*Region annotation entries:*
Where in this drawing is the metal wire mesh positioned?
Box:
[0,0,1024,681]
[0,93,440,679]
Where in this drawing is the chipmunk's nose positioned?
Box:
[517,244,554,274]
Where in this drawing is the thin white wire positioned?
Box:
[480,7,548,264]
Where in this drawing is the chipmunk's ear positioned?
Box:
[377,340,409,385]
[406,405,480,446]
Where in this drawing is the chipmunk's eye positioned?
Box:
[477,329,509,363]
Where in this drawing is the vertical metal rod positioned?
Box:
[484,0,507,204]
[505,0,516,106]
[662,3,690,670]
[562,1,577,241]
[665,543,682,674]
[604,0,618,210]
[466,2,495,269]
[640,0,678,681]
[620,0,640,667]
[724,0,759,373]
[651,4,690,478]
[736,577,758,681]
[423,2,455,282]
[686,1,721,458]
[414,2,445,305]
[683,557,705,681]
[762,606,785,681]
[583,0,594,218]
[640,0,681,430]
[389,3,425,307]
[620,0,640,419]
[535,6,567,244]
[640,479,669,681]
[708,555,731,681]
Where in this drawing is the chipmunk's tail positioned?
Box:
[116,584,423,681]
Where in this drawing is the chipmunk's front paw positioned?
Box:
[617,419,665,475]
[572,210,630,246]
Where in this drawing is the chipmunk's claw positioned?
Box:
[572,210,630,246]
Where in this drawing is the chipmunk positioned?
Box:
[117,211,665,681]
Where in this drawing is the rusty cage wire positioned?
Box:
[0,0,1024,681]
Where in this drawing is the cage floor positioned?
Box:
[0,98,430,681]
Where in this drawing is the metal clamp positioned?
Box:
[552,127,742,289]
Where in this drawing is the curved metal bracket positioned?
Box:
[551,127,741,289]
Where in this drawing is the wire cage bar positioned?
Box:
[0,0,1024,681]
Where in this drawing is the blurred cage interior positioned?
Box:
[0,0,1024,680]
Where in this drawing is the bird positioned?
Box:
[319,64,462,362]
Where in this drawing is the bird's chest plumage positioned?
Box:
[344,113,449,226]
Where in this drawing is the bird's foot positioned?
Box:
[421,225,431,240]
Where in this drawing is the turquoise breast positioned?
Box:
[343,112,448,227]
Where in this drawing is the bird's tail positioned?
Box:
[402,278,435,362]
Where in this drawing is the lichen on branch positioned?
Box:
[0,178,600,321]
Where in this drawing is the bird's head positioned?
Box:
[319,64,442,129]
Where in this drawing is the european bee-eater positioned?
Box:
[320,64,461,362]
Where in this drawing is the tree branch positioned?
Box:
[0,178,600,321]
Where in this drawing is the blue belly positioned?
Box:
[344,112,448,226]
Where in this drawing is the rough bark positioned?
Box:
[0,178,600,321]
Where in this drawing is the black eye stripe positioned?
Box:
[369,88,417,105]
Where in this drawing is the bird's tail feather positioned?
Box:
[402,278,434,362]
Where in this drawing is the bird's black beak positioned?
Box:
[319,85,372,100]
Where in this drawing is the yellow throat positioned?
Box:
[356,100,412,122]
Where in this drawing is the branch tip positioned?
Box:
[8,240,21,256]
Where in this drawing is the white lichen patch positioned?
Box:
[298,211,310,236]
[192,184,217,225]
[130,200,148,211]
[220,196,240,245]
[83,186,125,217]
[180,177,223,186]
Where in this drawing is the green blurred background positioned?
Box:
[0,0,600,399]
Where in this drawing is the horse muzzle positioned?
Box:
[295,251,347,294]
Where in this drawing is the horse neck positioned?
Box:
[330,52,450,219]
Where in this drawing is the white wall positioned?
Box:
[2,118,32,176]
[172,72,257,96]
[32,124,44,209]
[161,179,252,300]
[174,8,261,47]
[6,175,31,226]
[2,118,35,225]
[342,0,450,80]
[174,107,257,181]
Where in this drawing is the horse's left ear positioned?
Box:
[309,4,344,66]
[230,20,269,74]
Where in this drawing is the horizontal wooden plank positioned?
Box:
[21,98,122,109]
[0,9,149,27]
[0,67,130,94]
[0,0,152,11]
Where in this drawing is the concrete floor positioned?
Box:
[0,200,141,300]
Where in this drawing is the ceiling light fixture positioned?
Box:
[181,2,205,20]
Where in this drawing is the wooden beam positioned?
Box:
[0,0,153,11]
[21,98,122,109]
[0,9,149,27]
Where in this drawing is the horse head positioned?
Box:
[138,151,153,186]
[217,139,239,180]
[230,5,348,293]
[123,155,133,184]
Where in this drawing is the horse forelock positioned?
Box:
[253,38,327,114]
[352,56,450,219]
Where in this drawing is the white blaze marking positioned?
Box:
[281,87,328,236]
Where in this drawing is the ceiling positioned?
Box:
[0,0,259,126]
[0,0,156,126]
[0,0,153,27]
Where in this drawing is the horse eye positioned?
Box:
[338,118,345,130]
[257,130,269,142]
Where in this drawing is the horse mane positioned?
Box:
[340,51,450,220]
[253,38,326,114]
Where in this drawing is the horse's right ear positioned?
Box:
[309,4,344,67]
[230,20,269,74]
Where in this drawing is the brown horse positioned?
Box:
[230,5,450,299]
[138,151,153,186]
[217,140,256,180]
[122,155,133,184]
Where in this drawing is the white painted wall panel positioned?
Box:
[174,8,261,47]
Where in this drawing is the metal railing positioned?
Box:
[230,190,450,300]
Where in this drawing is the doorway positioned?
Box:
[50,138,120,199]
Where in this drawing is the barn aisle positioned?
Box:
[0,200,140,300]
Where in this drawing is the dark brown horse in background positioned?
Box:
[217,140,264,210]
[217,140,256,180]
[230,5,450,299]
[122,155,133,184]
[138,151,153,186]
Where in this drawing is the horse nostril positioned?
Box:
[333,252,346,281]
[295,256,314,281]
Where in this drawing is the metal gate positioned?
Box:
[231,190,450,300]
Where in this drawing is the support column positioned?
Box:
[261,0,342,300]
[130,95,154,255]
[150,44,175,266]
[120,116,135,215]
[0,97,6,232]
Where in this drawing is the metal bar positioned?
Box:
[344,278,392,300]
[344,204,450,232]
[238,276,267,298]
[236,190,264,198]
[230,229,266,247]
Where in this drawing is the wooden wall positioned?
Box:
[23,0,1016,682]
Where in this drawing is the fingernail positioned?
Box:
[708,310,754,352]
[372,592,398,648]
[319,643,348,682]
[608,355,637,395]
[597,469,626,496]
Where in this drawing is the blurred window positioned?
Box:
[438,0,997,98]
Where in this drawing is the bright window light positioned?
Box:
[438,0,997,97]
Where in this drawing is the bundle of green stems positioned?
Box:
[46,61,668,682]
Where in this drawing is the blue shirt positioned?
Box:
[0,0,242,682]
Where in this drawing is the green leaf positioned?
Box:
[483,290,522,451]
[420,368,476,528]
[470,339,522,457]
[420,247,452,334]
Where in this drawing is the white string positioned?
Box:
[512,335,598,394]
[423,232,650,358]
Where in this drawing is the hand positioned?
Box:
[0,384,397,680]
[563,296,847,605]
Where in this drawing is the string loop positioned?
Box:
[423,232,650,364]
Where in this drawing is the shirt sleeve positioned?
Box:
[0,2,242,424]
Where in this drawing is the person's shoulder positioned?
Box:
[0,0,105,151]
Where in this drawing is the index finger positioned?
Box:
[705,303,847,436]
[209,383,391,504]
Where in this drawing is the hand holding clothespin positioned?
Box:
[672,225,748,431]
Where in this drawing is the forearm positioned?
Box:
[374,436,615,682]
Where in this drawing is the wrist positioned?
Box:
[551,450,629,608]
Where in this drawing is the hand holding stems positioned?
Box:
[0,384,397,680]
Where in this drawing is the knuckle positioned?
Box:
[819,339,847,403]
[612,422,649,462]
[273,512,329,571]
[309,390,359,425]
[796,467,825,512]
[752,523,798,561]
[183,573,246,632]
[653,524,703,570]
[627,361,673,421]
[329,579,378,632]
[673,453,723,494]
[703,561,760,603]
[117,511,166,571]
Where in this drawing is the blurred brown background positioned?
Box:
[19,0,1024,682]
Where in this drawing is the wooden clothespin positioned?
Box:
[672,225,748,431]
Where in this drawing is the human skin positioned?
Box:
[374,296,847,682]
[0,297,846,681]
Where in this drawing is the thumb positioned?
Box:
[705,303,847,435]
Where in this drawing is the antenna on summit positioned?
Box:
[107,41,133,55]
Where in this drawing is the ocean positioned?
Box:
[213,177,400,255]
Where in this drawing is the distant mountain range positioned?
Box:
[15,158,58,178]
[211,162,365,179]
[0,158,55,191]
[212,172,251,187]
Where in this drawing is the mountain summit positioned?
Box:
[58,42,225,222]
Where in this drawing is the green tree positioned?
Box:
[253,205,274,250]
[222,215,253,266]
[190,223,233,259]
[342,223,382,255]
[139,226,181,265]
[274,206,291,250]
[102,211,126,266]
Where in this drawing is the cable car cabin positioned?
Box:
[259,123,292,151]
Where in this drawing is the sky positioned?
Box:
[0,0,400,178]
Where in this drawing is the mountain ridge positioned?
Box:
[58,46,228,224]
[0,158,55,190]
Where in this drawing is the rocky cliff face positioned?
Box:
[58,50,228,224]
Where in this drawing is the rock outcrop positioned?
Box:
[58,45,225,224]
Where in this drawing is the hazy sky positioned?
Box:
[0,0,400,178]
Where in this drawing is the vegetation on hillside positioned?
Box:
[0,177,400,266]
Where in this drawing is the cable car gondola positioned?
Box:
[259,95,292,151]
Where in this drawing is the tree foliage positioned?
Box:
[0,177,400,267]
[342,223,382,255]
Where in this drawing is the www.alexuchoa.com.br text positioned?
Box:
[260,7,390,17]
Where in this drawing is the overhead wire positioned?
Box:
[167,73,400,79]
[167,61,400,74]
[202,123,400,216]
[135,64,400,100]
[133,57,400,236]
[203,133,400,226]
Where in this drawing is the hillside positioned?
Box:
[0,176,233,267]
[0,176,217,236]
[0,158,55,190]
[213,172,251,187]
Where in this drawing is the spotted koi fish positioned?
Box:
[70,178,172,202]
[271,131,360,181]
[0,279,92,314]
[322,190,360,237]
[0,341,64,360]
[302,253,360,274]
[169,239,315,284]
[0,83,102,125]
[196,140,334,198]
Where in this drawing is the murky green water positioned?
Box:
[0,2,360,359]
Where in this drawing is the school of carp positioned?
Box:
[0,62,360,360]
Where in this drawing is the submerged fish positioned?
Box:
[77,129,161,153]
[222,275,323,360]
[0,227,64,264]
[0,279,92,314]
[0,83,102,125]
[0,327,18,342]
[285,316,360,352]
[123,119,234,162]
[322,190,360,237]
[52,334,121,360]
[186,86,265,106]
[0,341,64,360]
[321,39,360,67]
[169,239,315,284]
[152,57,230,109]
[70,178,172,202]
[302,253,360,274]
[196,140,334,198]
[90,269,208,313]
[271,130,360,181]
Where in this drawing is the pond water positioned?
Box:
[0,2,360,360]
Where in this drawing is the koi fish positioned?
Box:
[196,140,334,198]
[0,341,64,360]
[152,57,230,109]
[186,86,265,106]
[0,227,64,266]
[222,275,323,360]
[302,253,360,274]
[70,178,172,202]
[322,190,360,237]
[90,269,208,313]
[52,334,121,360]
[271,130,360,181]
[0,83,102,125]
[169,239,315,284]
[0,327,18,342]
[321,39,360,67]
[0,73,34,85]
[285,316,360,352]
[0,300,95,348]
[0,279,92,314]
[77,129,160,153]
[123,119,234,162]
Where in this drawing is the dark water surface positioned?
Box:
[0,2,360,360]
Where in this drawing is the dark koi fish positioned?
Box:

*DIRECTIVE:* Present the items from the first line through the line containing "[480,7,548,264]", inclusive, as a numbered list, leaving out any blank lines.

*TASK OUTPUT:*
1. Where in this drawing is the metal wire mesh positioned?
2. Box:
3. [0,0,1024,681]
4. [0,93,440,679]
5. Where in this drawing is the chipmunk's nose positioned?
6. Box:
7. [517,244,554,274]
8. Where in this drawing is the thin white wire positioned?
9. Box:
10. [480,7,548,264]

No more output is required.